Please set down every entry from the listing below, word for word.

════════════════════

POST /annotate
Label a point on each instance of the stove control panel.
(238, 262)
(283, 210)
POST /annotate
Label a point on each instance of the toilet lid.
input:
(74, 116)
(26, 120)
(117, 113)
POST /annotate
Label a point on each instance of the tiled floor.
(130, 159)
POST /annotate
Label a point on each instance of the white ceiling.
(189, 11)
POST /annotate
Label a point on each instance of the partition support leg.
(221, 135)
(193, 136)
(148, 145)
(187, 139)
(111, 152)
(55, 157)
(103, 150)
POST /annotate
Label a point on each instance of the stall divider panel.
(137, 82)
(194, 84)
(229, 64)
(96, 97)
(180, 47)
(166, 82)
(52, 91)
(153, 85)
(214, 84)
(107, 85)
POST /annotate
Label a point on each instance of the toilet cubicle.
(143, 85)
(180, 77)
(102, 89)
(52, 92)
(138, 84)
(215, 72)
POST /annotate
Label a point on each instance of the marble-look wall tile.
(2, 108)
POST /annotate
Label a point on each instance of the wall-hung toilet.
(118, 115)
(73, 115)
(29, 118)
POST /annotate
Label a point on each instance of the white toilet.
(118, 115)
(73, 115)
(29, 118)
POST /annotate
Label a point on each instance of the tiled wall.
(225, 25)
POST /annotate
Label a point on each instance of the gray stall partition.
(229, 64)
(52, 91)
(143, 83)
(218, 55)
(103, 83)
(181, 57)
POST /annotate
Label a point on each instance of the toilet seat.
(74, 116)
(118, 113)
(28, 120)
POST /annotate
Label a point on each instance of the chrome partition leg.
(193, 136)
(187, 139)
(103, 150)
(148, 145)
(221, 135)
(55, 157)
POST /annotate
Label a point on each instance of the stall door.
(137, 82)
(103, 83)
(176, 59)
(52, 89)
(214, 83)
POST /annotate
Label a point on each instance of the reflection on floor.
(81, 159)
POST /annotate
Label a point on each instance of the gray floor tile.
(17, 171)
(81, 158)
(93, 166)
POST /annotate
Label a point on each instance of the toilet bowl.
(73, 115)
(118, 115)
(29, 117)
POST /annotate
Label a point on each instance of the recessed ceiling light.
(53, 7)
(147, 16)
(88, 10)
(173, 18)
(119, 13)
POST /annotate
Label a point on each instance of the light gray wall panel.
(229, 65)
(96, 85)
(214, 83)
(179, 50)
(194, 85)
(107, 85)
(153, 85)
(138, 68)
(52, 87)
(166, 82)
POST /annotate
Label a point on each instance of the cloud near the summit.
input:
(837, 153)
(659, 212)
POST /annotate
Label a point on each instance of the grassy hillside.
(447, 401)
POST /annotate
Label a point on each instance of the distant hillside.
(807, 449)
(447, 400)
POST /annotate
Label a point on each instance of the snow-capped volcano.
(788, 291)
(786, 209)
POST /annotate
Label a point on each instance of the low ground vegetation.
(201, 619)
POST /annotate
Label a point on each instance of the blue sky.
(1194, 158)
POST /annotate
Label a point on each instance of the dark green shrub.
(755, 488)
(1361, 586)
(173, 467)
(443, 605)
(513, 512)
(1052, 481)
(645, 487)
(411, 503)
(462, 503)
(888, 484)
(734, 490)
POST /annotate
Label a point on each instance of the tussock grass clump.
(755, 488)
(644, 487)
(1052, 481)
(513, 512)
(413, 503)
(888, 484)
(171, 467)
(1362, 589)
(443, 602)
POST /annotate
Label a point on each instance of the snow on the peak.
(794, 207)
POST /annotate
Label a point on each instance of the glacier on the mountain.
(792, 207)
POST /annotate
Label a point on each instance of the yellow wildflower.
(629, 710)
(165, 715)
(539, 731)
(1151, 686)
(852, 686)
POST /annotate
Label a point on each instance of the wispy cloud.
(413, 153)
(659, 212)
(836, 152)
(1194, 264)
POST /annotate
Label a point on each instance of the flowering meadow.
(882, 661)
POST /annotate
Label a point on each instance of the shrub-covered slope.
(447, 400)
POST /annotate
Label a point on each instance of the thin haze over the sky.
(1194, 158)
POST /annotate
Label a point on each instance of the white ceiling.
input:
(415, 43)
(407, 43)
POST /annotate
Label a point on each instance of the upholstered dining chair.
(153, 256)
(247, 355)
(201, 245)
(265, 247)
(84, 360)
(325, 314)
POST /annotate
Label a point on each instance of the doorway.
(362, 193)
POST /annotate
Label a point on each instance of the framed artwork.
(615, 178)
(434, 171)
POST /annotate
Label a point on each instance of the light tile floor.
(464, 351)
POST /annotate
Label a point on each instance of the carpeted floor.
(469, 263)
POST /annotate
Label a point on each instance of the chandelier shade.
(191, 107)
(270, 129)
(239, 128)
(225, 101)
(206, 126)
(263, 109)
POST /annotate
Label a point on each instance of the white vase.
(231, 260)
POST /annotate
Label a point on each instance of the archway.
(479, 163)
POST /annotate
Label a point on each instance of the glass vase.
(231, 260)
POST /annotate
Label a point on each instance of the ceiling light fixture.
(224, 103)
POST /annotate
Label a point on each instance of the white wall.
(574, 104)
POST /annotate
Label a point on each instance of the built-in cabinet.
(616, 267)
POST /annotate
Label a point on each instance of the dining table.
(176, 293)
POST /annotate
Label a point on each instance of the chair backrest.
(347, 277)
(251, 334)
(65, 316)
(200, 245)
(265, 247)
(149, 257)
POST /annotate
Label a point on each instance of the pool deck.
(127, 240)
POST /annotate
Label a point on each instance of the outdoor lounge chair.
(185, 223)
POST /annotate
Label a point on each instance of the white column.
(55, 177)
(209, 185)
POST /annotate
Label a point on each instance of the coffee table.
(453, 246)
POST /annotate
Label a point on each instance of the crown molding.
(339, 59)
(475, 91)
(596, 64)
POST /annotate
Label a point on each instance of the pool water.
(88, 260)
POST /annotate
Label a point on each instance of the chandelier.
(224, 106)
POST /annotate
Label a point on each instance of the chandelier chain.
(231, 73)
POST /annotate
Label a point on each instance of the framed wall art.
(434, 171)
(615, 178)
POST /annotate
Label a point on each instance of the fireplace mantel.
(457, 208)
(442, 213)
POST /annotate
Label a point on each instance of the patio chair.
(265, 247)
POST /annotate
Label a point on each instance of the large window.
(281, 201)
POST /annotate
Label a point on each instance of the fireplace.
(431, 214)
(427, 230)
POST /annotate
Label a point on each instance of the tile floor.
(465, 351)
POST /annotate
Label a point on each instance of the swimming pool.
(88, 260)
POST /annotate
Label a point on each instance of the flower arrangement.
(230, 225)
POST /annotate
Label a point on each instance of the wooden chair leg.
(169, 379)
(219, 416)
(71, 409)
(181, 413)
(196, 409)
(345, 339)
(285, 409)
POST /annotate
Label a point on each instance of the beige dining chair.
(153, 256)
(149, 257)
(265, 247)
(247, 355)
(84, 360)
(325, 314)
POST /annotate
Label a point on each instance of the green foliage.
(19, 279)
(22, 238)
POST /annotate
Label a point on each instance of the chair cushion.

════════════════════

→ TASK OUTPUT:
POST /annotate
Label a point on each instance of the stove control panel.
(238, 262)
(283, 210)
POST /annotate
Label a point on each instance of the toilet lid.
input:
(74, 116)
(26, 120)
(117, 113)
POST /annotate
Label a point on each instance of the tiled floor.
(130, 159)
POST /annotate
Label a point on each instance of the white ceiling.
(189, 11)
POST /annotate
Label a point on each instance of the partition support leg.
(221, 135)
(193, 136)
(148, 145)
(187, 139)
(111, 152)
(55, 157)
(103, 150)
POST /annotate
Label a point on each instance of the stall divider panel.
(137, 82)
(194, 84)
(229, 64)
(96, 97)
(180, 47)
(166, 82)
(52, 91)
(153, 85)
(214, 84)
(107, 85)
POST /annotate
Label a point on each instance of the toilet cubicle.
(143, 85)
(180, 77)
(102, 89)
(52, 92)
(138, 84)
(215, 72)
POST /annotate
Label a point on each instance of the marble-look wall tile.
(2, 108)
POST /annotate
Label a point on each instance of the wall-hung toilet.
(118, 115)
(73, 115)
(29, 118)
POST /annotate
Label a point on each instance of the white toilet.
(118, 115)
(73, 115)
(29, 118)
POST /annotate
Label a point on each instance of the tiled wall.
(225, 25)
POST /annotate
Label a point on each instance of the gray stall partition.
(229, 64)
(52, 91)
(143, 83)
(218, 55)
(103, 83)
(181, 57)
POST /annotate
Label a point on each instance of the toilet seat.
(74, 116)
(118, 113)
(28, 120)
POST /annotate
Label a point on each instance of the chrome partition leg.
(193, 136)
(187, 139)
(103, 150)
(148, 145)
(221, 135)
(55, 157)
POST /annotate
Label a point on each instance of the stall door.
(137, 82)
(103, 83)
(176, 59)
(52, 89)
(214, 83)
POST /annotate
Label a point on each instance of the reflection on floor.
(81, 159)
POST /annotate
Label a point on each instance of the gray floor tile.
(17, 171)
(81, 158)
(93, 166)
POST /annotate
Label a point on each instance of the toilet bowl.
(73, 115)
(118, 115)
(29, 117)
POST /annotate
Label a point on each instance of the recessed ceiling light.
(53, 7)
(147, 16)
(88, 10)
(173, 18)
(119, 13)
POST /annotate
Label a point on each instance of the light gray wall panel.
(229, 65)
(96, 85)
(214, 83)
(179, 50)
(194, 85)
(107, 85)
(153, 85)
(138, 68)
(52, 87)
(166, 82)
POST /annotate
Label a point on each instance of the cloud near the summit.
input:
(837, 153)
(659, 212)
POST /annotate
Label a point on each instance of the grassy hillside.
(447, 401)
POST /annotate
Label a point on each instance of the distant hillside.
(807, 449)
(447, 400)
POST /annotate
Label a point on each instance of the snow-capped volcano.
(788, 291)
(786, 209)
POST /annotate
Label a point on each instance of the low ground vegetation.
(201, 619)
POST /annotate
Label a point on each instance of the blue sky.
(1194, 158)
POST /annotate
Label a point on each instance of the dark green shrub.
(755, 488)
(1361, 586)
(173, 467)
(443, 605)
(513, 512)
(1052, 481)
(645, 487)
(411, 503)
(462, 503)
(888, 484)
(734, 490)
POST /annotate
Label a point on each instance of the tussock grass clump.
(755, 488)
(644, 487)
(1052, 481)
(513, 512)
(413, 503)
(888, 484)
(171, 467)
(1362, 589)
(443, 602)
POST /annotate
Label a point on each instance of the snow on the peak.
(794, 207)
POST /annotate
Label a point on each instance of the glacier on the mountain.
(792, 207)
POST /annotate
Label a point on each instance of the yellow wildflower.
(629, 710)
(165, 715)
(539, 731)
(1151, 686)
(852, 686)
POST /annotate
Label a point on each instance of the wispy cloud.
(413, 153)
(659, 212)
(836, 152)
(1194, 264)
POST /annotate
Label a point on each instance of the flowering meadow.
(882, 661)
POST /annotate
Label a point on each instance of the shrub-covered slope.
(447, 400)
POST /annotate
Label a point on each instance of the thin haze over the sky.
(1194, 158)
POST /annotate
Label a point on each instance of the white ceiling.
input:
(415, 43)
(407, 43)
POST /annotate
Label a point on each instance of the upholstered dining chair.
(153, 256)
(247, 355)
(201, 245)
(265, 247)
(84, 360)
(325, 314)
POST /annotate
Label a point on each instance of the doorway.
(362, 193)
POST /annotate
Label a point on each instance of the framed artwork.
(615, 178)
(434, 171)
POST /annotate
Label a point on each instance of the light tile floor.
(464, 351)
POST /annotate
Label a point on each instance of the carpeted floor.
(469, 263)
POST /annotate
Label a point on each instance of the chandelier shade.
(191, 107)
(270, 129)
(239, 128)
(225, 101)
(206, 126)
(263, 109)
POST /annotate
Label a point on each instance of the white vase.
(231, 260)
POST /annotate
Label a point on each instance of the archway.
(479, 163)
POST /annotate
Label a point on each instance of the glass vase.
(231, 260)
POST /annotate
Label a point on each instance of the ceiling light fixture.
(224, 103)
POST /annotate
Label a point on each instance of the white wall.
(574, 104)
POST /annotate
Label a point on each instance of the built-in cabinet.
(616, 267)
POST /annotate
Label a point on each instance of the dining table.
(176, 293)
POST /annotate
Label a point on each instance of the chair backrest.
(347, 277)
(251, 334)
(65, 316)
(200, 245)
(265, 247)
(149, 257)
POST /annotate
Label a point on each instance of the pool deck.
(127, 240)
POST /annotate
Label a point on each instance of the outdoor lounge chair.
(185, 223)
POST /annotate
Label a point on each instance of the white column.
(55, 177)
(209, 185)
POST /annotate
Label a point on each instance of the coffee table.
(453, 246)
POST /annotate
Label a point on each instance of the crown molding.
(339, 59)
(475, 91)
(596, 64)
POST /annotate
Label a point on each instance of the pool water.
(88, 260)
POST /annotate
Label a point on each instance of the chandelier.
(224, 106)
POST /annotate
Label a point on each instance of the chandelier chain.
(231, 73)
POST /annotate
Label a point on each instance of the framed wall art.
(434, 171)
(615, 178)
POST /annotate
Label a point on each instance of the fireplace mantel.
(457, 208)
(442, 213)
POST /annotate
Label a point on each instance of the patio chair.
(265, 247)
POST /annotate
Label a point on each instance of the large window.
(281, 201)
POST /annotate
Label a point on each instance of the fireplace.
(431, 214)
(427, 230)
POST /annotate
Label a point on each instance of the tile floor.
(465, 351)
POST /annotate
Label a point on each instance of the swimming pool.
(88, 260)
POST /annotate
Label a point on each instance of the flower arrangement.
(230, 225)
POST /annotate
Label a point on each instance of the wooden chair leg.
(169, 379)
(219, 416)
(71, 409)
(181, 413)
(196, 409)
(345, 339)
(285, 409)
POST /annotate
Label a point on each instance of the beige dining chair.
(153, 256)
(149, 257)
(265, 247)
(247, 355)
(84, 360)
(325, 314)
POST /annotate
Label a point on each instance of the green foliage.
(19, 279)
(22, 238)
POST /annotate
Label a point on each instance of the chair cushion.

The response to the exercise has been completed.